--- Exercise objective ---
Can you turn these lines into a Markdown table with the columns "Row" and "Line," numbering each row and omitting blank lines? Leave the pictures out.

--- Stored data ---

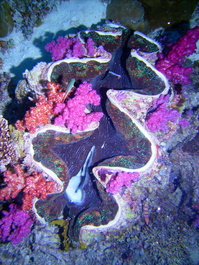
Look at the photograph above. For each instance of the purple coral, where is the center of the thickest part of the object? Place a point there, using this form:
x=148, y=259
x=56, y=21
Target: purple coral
x=159, y=118
x=15, y=225
x=121, y=179
x=170, y=64
x=73, y=113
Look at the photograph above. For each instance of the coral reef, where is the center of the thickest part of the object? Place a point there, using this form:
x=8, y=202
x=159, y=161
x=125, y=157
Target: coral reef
x=7, y=146
x=158, y=119
x=171, y=63
x=74, y=114
x=65, y=47
x=15, y=225
x=121, y=179
x=117, y=183
x=33, y=186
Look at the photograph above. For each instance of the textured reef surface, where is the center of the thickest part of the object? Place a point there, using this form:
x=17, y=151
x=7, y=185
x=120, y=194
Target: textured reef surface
x=94, y=148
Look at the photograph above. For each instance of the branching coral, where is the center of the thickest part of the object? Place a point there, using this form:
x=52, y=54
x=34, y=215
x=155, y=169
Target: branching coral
x=43, y=110
x=73, y=113
x=15, y=225
x=159, y=118
x=33, y=186
x=121, y=179
x=65, y=47
x=171, y=64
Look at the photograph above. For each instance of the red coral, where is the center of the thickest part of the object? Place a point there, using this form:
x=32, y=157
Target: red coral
x=43, y=111
x=38, y=115
x=15, y=181
x=33, y=186
x=55, y=93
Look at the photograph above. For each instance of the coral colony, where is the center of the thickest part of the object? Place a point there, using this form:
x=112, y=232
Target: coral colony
x=86, y=143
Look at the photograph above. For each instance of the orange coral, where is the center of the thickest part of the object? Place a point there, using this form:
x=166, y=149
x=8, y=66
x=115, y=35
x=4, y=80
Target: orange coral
x=33, y=186
x=55, y=93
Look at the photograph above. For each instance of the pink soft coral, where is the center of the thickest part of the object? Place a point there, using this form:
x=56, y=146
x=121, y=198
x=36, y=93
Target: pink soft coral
x=33, y=186
x=73, y=47
x=121, y=179
x=170, y=64
x=42, y=112
x=73, y=113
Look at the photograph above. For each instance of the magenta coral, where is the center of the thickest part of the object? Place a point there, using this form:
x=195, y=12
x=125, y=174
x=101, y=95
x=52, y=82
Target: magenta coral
x=170, y=64
x=15, y=225
x=74, y=114
x=33, y=185
x=159, y=118
x=121, y=179
x=73, y=47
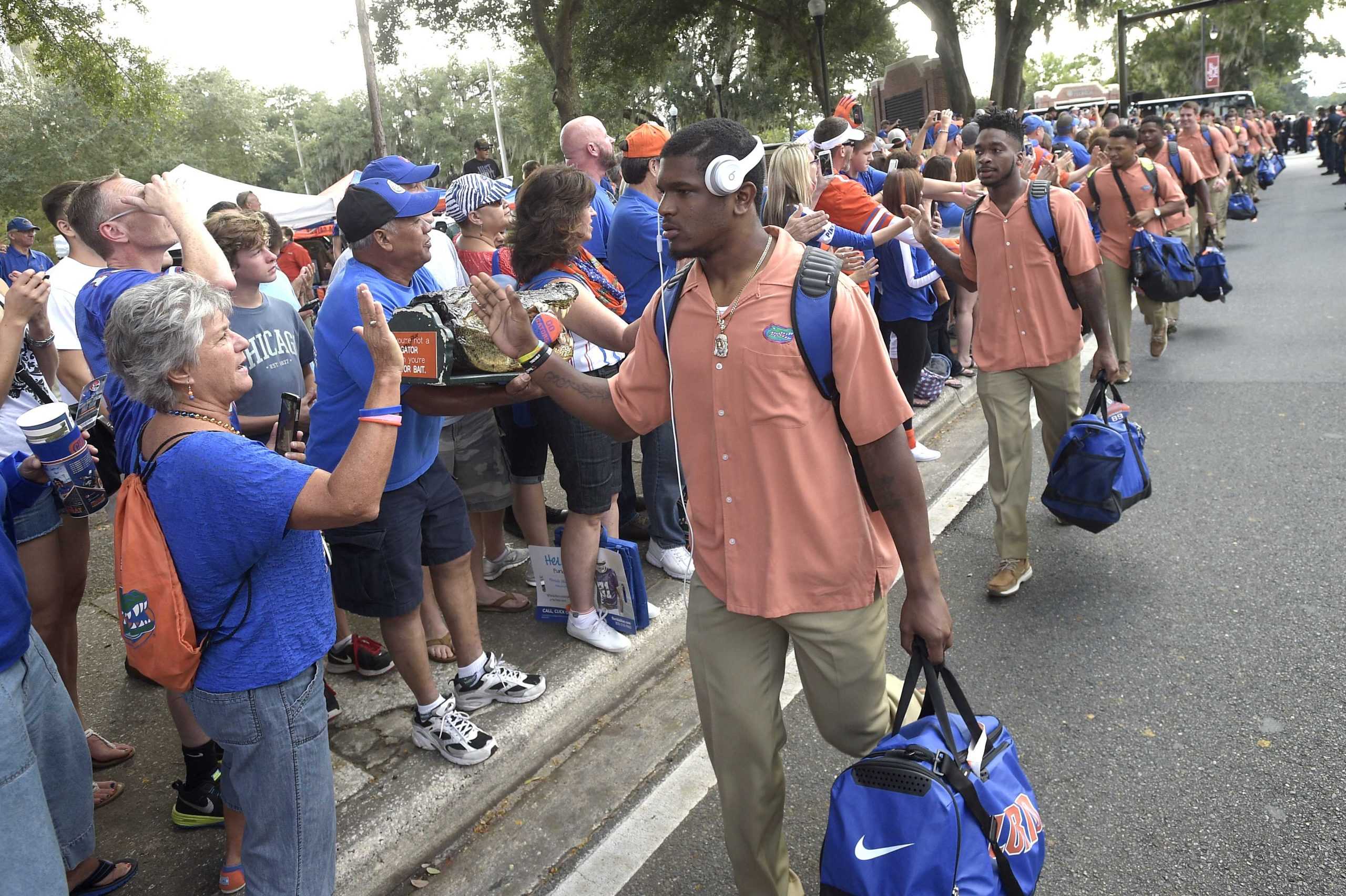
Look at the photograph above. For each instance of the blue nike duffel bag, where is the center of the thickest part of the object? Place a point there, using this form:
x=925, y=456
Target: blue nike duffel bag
x=933, y=810
x=1100, y=466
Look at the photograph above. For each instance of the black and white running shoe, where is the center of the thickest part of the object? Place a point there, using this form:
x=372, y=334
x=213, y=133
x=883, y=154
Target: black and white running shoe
x=498, y=683
x=453, y=734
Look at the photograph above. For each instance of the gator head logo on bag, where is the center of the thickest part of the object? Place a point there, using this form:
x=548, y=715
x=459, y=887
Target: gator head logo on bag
x=136, y=619
x=1018, y=828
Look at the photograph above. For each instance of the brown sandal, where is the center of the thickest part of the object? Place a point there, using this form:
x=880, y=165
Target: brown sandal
x=441, y=642
x=115, y=790
x=108, y=763
x=509, y=602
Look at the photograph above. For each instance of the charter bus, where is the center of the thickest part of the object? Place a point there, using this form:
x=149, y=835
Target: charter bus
x=1220, y=103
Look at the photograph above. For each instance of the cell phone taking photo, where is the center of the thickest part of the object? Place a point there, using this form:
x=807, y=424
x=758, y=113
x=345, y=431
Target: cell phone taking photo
x=289, y=422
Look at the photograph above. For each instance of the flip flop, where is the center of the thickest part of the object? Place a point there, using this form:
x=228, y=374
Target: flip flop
x=116, y=790
x=95, y=884
x=509, y=602
x=108, y=763
x=441, y=642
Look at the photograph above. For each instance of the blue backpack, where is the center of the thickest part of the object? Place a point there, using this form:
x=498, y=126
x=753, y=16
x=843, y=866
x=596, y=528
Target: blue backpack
x=931, y=810
x=1213, y=275
x=1266, y=172
x=811, y=318
x=1241, y=206
x=1039, y=210
x=1100, y=466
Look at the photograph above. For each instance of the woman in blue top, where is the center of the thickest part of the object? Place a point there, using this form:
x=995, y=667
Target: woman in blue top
x=907, y=300
x=241, y=524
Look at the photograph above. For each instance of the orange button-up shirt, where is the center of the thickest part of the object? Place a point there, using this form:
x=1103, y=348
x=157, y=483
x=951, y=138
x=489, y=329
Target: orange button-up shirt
x=1204, y=152
x=1112, y=210
x=1023, y=315
x=778, y=521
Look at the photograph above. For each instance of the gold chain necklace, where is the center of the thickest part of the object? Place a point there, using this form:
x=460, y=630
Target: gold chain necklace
x=722, y=317
x=206, y=418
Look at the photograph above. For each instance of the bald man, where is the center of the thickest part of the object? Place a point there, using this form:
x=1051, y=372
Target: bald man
x=586, y=146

--- Solution to this task ---
| Row | Line |
|---|---|
| 1 | Look at the photograph above. For each instance of the purple coral, where is the center of the thickest part of the object? Place a point there, using this form: |
| 2 | x=148, y=259 |
| 3 | x=56, y=21 |
| 4 | Target: purple coral |
| 5 | x=159, y=118 |
| 6 | x=15, y=225 |
| 7 | x=121, y=179 |
| 8 | x=170, y=64 |
| 9 | x=73, y=113 |
| 10 | Look at the photograph above. For each instance of the coral reef, where is the center of the thickest part of the object? Place a point there, using this form: |
| 11 | x=8, y=202 |
| 12 | x=159, y=161 |
| 13 | x=125, y=157 |
| 14 | Target: coral reef |
| 15 | x=7, y=146 |
| 16 | x=158, y=119 |
| 17 | x=171, y=63 |
| 18 | x=74, y=114 |
| 19 | x=65, y=47 |
| 20 | x=15, y=225 |
| 21 | x=121, y=179 |
| 22 | x=117, y=183 |
| 23 | x=33, y=186 |
| 24 | Look at the photograph above. For each instance of the textured reef surface, where is the center of the thickest part of the object? Place a point there, using this form: |
| 25 | x=17, y=151 |
| 26 | x=7, y=185 |
| 27 | x=120, y=194 |
| 28 | Target: textured reef surface |
| 29 | x=94, y=148 |
| 30 | Look at the photograph above. For each instance of the branching coral, where is the center of the thickest part of the object? Place a point there, using this form: |
| 31 | x=52, y=54 |
| 32 | x=34, y=215 |
| 33 | x=155, y=169 |
| 34 | Target: branching coral |
| 35 | x=43, y=110 |
| 36 | x=73, y=113 |
| 37 | x=15, y=225 |
| 38 | x=159, y=118 |
| 39 | x=33, y=186 |
| 40 | x=121, y=179 |
| 41 | x=65, y=47 |
| 42 | x=171, y=64 |
| 43 | Look at the photograph above. For each instance of the red coral, where is the center of the thickest part of the object? Place a point there, using this form: |
| 44 | x=32, y=157 |
| 45 | Target: red coral |
| 46 | x=43, y=111 |
| 47 | x=38, y=115 |
| 48 | x=15, y=181 |
| 49 | x=33, y=186 |
| 50 | x=55, y=93 |
| 51 | Look at the photograph above. For each instance of the coral colony, where is the center of the thickest part of the object? Place a point there, using this form: |
| 52 | x=112, y=232 |
| 53 | Target: coral colony |
| 54 | x=86, y=143 |
| 55 | Look at the photograph above. For each instance of the orange coral, where is the center of the thickest part of the object? Place a point there, using this form: |
| 56 | x=166, y=149 |
| 57 | x=8, y=66 |
| 58 | x=115, y=35 |
| 59 | x=4, y=80 |
| 60 | Target: orange coral |
| 61 | x=33, y=186 |
| 62 | x=55, y=93 |
| 63 | Look at the photograph above. For each instance of the pink soft coral, where is the center of the thickest part of the object? Place a point there, using this form: |
| 64 | x=56, y=146 |
| 65 | x=121, y=198 |
| 66 | x=36, y=93 |
| 67 | Target: pink soft coral |
| 68 | x=33, y=186 |
| 69 | x=73, y=47 |
| 70 | x=121, y=179 |
| 71 | x=170, y=64 |
| 72 | x=42, y=112 |
| 73 | x=73, y=113 |
| 74 | Look at the photograph above. For each instance of the magenta coral, where is the center of the thickest part of the object? Place a point there, using this form: |
| 75 | x=195, y=12 |
| 76 | x=125, y=174 |
| 77 | x=101, y=95 |
| 78 | x=52, y=82 |
| 79 | Target: magenta coral |
| 80 | x=170, y=64 |
| 81 | x=15, y=225 |
| 82 | x=74, y=114 |
| 83 | x=33, y=185 |
| 84 | x=159, y=118 |
| 85 | x=121, y=179 |
| 86 | x=73, y=47 |
| 87 | Look at the photograph above. For each instance of the blue nike duffel bag, where is the center of the thickest part of the object? Place a point there, using this form: |
| 88 | x=925, y=456 |
| 89 | Target: blue nike duffel bag |
| 90 | x=933, y=810 |
| 91 | x=1100, y=466 |
| 92 | Look at the photograph above. For each instance of the black and white running shoe, where is the center of the thickest part of the object? Place a point there, using this form: |
| 93 | x=372, y=334 |
| 94 | x=213, y=133 |
| 95 | x=883, y=154 |
| 96 | Target: black and white running shoe |
| 97 | x=498, y=683 |
| 98 | x=453, y=734 |
| 99 | Look at the photograph above. For each instance of the gator head logo on bag, where is the center of the thickest part of the object? Place a point there, using this form: |
| 100 | x=548, y=715 |
| 101 | x=459, y=887 |
| 102 | Target: gator head logo on bag |
| 103 | x=136, y=619 |
| 104 | x=1018, y=828 |
| 105 | Look at the photograph above. For each instance of the brown sandal, where is the center of the thickest part of the object? Place a point there, using this form: |
| 106 | x=880, y=165 |
| 107 | Target: brown sandal |
| 108 | x=441, y=642 |
| 109 | x=115, y=790 |
| 110 | x=108, y=763 |
| 111 | x=509, y=602 |
| 112 | Look at the photograph above. For each instance of the charter bus, where is the center of the thickest part of the object? Place a point there, using this form: |
| 113 | x=149, y=835 |
| 114 | Target: charter bus |
| 115 | x=1220, y=103 |
| 116 | Look at the photograph above. For each instance of the cell phone taking photo, where is the center of the thickest part of the object? Place a point there, using this form: |
| 117 | x=807, y=424 |
| 118 | x=758, y=113 |
| 119 | x=345, y=431 |
| 120 | Target: cell phone taking photo |
| 121 | x=289, y=422 |
| 122 | Look at the photograph above. For each instance of the flip flop, where is the center of the thickest part of the object? Place a point there, using this form: |
| 123 | x=228, y=374 |
| 124 | Target: flip flop |
| 125 | x=116, y=790 |
| 126 | x=95, y=884 |
| 127 | x=509, y=602 |
| 128 | x=108, y=763 |
| 129 | x=441, y=642 |
| 130 | Look at the photograph above. For each instance of the blue backpack, where is the center of the thickest part of the object? Place a point there, using this form: |
| 131 | x=498, y=126 |
| 132 | x=753, y=16 |
| 133 | x=843, y=866 |
| 134 | x=596, y=528 |
| 135 | Target: blue backpack |
| 136 | x=931, y=810 |
| 137 | x=1213, y=275 |
| 138 | x=1266, y=172 |
| 139 | x=811, y=318 |
| 140 | x=1241, y=206 |
| 141 | x=1039, y=210 |
| 142 | x=1100, y=466 |
| 143 | Look at the photograph above. For each instance of the woman in blue top, where is the center of the thickest part of the object? Place a point there, using this form: |
| 144 | x=995, y=667 |
| 145 | Target: woman in blue top |
| 146 | x=907, y=300 |
| 147 | x=241, y=524 |
| 148 | Look at the photograph above. For each instance of the orange button-up shirt, where is the center of the thickest part of the object? Place a point there, using this form: |
| 149 | x=1103, y=348 |
| 150 | x=157, y=483 |
| 151 | x=951, y=138 |
| 152 | x=489, y=329 |
| 153 | Target: orange button-up shirt |
| 154 | x=1204, y=152 |
| 155 | x=1112, y=210 |
| 156 | x=1023, y=315 |
| 157 | x=778, y=521 |
| 158 | Look at the photograph above. For each instance of the gold chain necklace, where is the center of the thickest part of the object? Place a point there, using this form: |
| 159 | x=460, y=630 |
| 160 | Target: gold chain necklace |
| 161 | x=722, y=317 |
| 162 | x=206, y=418 |
| 163 | Look at the photograph above. For each instance of the bald man, where is the center of the thickest part of the object? Place a point there, using this form: |
| 164 | x=1051, y=372 |
| 165 | Target: bald man |
| 166 | x=586, y=146 |